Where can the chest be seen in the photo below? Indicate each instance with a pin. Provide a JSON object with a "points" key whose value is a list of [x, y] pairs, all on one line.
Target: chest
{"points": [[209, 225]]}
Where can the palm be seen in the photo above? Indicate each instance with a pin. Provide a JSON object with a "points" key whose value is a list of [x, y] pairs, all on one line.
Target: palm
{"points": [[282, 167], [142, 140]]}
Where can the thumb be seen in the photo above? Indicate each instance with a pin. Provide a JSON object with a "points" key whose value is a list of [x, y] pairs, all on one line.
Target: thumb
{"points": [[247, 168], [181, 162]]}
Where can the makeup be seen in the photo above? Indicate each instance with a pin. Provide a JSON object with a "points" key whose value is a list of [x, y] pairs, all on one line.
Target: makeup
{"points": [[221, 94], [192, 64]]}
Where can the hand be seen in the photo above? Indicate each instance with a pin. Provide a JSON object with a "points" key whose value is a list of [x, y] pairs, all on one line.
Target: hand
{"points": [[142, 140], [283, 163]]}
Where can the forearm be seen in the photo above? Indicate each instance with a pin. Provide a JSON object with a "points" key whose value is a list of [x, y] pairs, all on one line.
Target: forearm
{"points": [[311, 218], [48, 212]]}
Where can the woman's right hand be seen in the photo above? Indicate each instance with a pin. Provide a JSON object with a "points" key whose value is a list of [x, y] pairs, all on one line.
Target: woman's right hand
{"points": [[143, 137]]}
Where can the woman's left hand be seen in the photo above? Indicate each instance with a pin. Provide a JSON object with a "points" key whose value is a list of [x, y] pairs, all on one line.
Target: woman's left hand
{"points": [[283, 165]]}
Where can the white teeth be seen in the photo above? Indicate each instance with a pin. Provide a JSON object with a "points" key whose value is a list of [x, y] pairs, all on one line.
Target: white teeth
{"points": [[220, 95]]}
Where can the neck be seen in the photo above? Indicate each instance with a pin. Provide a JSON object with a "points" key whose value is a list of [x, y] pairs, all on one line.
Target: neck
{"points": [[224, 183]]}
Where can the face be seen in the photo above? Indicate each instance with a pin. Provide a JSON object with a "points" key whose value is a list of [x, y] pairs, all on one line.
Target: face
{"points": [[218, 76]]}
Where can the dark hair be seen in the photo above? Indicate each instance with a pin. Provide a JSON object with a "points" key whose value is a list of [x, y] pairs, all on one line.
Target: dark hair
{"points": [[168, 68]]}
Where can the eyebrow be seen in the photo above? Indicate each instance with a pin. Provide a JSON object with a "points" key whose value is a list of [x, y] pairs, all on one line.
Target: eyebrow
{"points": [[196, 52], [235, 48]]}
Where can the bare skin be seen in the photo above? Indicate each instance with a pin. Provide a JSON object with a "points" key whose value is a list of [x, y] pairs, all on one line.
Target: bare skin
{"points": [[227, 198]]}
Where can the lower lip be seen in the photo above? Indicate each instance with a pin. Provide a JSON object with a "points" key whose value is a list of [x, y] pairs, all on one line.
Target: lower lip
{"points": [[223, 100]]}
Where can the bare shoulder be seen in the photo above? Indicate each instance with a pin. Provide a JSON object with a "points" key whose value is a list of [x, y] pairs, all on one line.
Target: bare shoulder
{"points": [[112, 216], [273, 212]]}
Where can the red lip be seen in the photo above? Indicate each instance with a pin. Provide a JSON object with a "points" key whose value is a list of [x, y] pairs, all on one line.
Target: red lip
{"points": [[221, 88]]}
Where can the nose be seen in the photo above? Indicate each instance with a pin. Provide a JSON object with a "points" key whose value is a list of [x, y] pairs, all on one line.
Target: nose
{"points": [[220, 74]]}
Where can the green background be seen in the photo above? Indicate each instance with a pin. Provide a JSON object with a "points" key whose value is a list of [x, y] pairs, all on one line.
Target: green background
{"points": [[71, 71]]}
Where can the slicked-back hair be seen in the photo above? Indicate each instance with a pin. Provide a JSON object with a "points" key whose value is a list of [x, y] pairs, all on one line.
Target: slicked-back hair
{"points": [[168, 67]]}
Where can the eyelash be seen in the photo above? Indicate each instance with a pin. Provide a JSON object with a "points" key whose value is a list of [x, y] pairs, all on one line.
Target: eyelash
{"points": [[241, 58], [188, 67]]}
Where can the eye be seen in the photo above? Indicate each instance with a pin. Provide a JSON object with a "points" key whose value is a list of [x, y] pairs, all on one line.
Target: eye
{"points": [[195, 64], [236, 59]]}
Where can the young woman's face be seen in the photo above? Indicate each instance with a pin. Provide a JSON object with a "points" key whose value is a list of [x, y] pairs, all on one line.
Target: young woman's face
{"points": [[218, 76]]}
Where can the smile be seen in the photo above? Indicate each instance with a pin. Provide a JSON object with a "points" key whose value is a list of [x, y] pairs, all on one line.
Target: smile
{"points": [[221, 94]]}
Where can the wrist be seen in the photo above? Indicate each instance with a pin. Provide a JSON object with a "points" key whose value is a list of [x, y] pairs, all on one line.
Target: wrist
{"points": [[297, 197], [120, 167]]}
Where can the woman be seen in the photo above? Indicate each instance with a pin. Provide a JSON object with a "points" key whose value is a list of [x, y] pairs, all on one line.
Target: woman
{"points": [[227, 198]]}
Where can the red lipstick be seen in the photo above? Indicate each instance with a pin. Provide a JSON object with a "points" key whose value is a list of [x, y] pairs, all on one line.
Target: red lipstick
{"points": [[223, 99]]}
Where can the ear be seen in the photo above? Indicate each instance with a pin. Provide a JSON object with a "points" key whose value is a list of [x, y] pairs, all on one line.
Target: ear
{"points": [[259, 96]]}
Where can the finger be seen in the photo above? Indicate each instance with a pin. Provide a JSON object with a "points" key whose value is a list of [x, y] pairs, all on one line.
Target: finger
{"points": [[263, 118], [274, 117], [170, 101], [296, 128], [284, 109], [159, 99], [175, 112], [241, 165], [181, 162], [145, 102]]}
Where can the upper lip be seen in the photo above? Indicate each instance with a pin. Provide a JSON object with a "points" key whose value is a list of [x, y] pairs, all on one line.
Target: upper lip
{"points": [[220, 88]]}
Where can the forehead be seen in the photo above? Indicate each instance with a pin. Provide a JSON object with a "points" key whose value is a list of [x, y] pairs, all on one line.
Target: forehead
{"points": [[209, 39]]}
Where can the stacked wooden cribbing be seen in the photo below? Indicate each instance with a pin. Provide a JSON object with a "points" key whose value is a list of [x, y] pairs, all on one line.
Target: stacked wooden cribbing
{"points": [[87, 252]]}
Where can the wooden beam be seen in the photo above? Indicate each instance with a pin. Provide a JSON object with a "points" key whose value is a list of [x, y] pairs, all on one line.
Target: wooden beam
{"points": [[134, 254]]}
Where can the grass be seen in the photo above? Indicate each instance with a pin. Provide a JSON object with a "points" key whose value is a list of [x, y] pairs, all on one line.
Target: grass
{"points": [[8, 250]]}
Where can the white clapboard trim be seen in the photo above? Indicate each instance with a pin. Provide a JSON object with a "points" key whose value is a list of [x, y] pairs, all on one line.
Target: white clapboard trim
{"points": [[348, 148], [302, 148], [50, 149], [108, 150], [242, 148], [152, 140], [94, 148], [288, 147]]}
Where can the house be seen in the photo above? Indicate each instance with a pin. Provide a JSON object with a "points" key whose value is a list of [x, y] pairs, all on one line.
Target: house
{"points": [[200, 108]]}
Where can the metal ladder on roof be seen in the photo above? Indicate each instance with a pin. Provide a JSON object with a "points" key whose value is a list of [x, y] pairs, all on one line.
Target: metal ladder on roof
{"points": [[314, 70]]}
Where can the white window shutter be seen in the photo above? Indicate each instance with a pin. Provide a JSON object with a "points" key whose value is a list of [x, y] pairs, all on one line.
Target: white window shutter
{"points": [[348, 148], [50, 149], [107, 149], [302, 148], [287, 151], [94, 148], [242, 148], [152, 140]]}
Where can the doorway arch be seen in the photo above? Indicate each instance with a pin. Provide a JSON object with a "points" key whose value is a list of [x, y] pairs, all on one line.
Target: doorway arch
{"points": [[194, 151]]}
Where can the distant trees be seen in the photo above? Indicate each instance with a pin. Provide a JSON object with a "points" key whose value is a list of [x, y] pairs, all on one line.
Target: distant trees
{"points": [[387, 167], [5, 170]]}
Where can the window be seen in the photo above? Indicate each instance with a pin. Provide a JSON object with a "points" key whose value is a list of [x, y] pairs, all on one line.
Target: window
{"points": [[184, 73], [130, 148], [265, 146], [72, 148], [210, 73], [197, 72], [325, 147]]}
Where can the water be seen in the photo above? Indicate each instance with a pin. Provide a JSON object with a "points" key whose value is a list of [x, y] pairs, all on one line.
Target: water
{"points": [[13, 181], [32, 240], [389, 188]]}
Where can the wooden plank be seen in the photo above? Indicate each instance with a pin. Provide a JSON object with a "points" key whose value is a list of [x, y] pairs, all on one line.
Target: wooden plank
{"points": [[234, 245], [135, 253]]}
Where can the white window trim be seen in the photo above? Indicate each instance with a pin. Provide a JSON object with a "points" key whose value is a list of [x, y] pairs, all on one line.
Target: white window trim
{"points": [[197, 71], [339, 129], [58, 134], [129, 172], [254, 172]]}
==========
Only the lines from the one containing "Where can the window" to the end of the data should be printed, exactly as they stand.

- [SOLUTION TO THE EXERCISE]
Where can the window be seen in the photo above? Indicate each instance with a pin. Provide a JSON object with a "points" key whose value is a list of [x, y] pairs, all on one line.
Target: window
{"points": [[184, 73], [130, 148], [265, 146], [72, 148], [210, 73], [197, 72], [325, 147]]}
Where can the water be seen in the photo above? Indicate each instance with a pin. Provide a JSON object with a "points" key whose value is a list of [x, y] pairs, all on one line.
Target: water
{"points": [[13, 181], [32, 240], [389, 188]]}
Where can the wooden plank be seen in the photo above? Indicate each instance with a pin. Provide a JSON object with a "points" key whose value is a list of [x, y] pairs, all on one line.
Target: wooden plank
{"points": [[234, 245], [135, 253]]}
Where can the white window trim be seen in the photo above? Indicate each instance with a pin. Provide a JSON object with a "points" key whose value is a list of [x, y] pairs, all on one line.
Target: white window trim
{"points": [[197, 71], [339, 129], [58, 134], [129, 172], [254, 172]]}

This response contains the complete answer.